TEXT SECTION:
┌────────

# Wizzard Product Warning



## SuperFist (Aug 7, 2005)

I purchased a package of 5 newly manufactured Wizzard RGT14, 14 tooth T-Jet arm pinion gears and they didn't work

I installed all 5 gears on 3 Aurora decks and one new Auto World Ultra G deck and they wouldn't mesh with the stock idler gears without binding up.

I looked at the gears with a 10X magnifier and compared them to the other Wizzard gears I have installed and all the dimensions were wrong.
The Outside diameter, root diameter. Everything was bad.

I tried to reduce the outside diameter to try and get them to mesh but the roots were too shallow and still no joy.

It seems like the tooling that Wizzard uses to cut the gears is worn to where they are not cut to usable dimensions.

Anyone else having problems with new RGT14 gears from Wizzard ?

__________________


----------



## Dyno Dom (May 26, 2007)

Have you contacted Cheryl or Bob @ Wizzard? I'm sure they would like to be made aware of a problem.


----------



## SuperFist (Aug 7, 2005)

*Dyno Dom*

This just happened today.

└────────

[Entries for labeling object positions]
┌────────

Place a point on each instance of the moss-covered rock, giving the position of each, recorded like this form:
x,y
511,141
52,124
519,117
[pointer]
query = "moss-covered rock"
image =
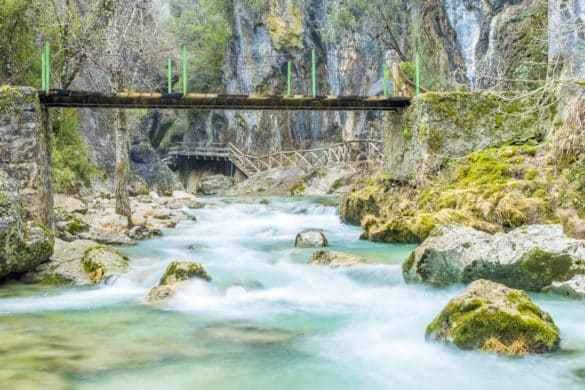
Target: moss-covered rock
x,y
492,317
178,271
335,259
102,262
311,238
175,277
530,258
24,242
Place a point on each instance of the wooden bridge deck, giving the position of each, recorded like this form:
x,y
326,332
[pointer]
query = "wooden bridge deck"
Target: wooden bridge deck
x,y
81,99
355,150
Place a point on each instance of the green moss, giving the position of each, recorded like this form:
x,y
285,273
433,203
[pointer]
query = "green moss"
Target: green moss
x,y
297,189
546,268
407,265
184,271
471,325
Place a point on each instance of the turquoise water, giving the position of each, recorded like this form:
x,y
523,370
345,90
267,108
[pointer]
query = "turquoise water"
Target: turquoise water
x,y
266,321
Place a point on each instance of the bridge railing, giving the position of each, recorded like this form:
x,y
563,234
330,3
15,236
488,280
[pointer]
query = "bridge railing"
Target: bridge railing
x,y
342,152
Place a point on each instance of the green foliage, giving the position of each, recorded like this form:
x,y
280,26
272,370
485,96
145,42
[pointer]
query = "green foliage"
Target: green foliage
x,y
202,24
72,168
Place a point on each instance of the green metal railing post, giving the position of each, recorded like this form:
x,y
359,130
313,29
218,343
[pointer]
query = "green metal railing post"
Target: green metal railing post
x,y
288,78
417,65
47,67
314,72
170,76
385,71
184,70
43,70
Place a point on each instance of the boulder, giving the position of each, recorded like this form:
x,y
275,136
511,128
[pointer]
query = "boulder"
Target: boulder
x,y
24,241
69,204
69,225
215,185
312,238
489,316
335,259
529,258
65,266
101,263
573,288
175,277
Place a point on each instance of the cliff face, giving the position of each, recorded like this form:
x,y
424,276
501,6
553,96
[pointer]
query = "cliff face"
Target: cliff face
x,y
566,35
25,149
473,43
263,40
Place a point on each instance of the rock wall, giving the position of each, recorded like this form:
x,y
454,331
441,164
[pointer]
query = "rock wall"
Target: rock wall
x,y
439,127
24,242
262,42
498,40
566,35
25,149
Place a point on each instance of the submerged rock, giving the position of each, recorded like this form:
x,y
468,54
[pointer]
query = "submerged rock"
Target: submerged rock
x,y
312,238
64,267
80,263
24,241
335,259
489,316
175,277
528,258
102,263
573,288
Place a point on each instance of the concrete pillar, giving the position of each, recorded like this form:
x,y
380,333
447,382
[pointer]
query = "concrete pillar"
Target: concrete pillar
x,y
26,149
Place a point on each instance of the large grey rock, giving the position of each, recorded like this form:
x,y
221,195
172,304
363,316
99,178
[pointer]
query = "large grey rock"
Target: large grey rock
x,y
24,242
65,266
573,288
215,185
102,263
529,258
489,316
335,259
69,204
312,238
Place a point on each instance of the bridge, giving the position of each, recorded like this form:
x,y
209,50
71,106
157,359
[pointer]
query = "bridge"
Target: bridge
x,y
126,100
355,150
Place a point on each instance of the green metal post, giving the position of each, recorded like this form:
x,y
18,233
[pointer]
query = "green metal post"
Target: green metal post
x,y
288,78
47,67
385,71
43,70
184,70
170,78
314,73
417,63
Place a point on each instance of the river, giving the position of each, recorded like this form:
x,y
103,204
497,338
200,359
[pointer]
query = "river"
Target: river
x,y
266,321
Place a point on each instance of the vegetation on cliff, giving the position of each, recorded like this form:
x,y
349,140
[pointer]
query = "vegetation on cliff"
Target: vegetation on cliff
x,y
521,179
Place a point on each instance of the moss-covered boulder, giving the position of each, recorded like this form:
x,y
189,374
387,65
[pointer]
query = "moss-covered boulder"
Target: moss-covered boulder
x,y
312,238
24,241
64,267
102,263
489,316
529,258
178,271
175,277
335,259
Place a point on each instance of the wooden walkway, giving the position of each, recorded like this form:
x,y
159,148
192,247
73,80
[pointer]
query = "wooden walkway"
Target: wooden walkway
x,y
82,99
342,152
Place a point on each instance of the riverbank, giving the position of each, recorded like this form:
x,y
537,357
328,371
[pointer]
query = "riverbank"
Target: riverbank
x,y
266,317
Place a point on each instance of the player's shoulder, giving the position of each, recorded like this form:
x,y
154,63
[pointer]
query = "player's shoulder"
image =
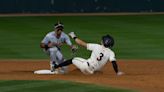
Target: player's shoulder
x,y
50,33
64,35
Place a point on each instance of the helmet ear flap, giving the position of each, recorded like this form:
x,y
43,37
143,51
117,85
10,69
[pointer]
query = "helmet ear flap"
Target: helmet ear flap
x,y
108,41
59,25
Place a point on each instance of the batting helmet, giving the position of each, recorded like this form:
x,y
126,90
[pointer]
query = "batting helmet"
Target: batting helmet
x,y
108,41
59,25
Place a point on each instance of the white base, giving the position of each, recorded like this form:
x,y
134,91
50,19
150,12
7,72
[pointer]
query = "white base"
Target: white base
x,y
45,72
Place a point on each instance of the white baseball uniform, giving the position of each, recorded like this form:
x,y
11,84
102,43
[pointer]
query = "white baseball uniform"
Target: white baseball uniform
x,y
54,52
99,57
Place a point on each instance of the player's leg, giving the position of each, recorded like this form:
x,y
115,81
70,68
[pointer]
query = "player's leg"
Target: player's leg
x,y
83,65
52,53
60,59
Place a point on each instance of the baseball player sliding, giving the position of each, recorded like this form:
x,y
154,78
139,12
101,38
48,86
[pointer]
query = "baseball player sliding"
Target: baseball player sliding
x,y
100,55
52,42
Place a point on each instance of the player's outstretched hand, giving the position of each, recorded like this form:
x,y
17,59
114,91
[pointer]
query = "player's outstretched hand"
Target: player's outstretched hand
x,y
120,73
74,48
72,34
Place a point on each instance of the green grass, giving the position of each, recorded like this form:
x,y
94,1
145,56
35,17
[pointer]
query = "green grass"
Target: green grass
x,y
53,86
136,37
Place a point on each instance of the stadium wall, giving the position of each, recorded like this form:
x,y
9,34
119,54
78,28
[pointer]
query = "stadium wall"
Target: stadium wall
x,y
80,6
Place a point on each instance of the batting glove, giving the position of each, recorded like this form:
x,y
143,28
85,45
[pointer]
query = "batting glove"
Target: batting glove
x,y
120,73
72,35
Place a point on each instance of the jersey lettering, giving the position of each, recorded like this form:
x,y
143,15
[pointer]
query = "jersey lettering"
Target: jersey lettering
x,y
100,57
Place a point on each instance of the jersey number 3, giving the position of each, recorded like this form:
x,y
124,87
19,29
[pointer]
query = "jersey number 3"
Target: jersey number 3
x,y
100,57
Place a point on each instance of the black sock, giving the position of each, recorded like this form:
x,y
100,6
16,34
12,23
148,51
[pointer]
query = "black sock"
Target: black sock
x,y
65,63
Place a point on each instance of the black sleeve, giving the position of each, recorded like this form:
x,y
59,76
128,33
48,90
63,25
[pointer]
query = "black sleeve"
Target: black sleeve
x,y
115,67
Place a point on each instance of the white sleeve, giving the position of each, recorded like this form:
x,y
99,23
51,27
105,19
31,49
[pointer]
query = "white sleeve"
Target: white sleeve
x,y
112,56
91,46
67,40
45,40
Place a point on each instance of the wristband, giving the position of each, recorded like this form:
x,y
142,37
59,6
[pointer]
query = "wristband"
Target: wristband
x,y
74,38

└────────

REQUIRED TASKS:
**A.** Name every person or screen name that appears in the forum thread about Wizzard gears.
**B.** From the forum thread about Wizzard gears, extract the passage from "# Wizzard Product" up to and including "without binding up.".
The lines above play no role in what is asked here.

ANSWERS GIVEN:
**A.** SuperFist, Dyno Dom, Cheryl, Bob

**B.**
# Wizzard Product Warning



## SuperFist (Aug 7, 2005)

I purchased a package of 5 newly manufactured Wizzard RGT14, 14 tooth T-Jet arm pinion gears and they didn't work

I installed all 5 gears on 3 Aurora decks and one new Auto World Ultra G deck and they wouldn't mesh with the stock idler gears without binding up.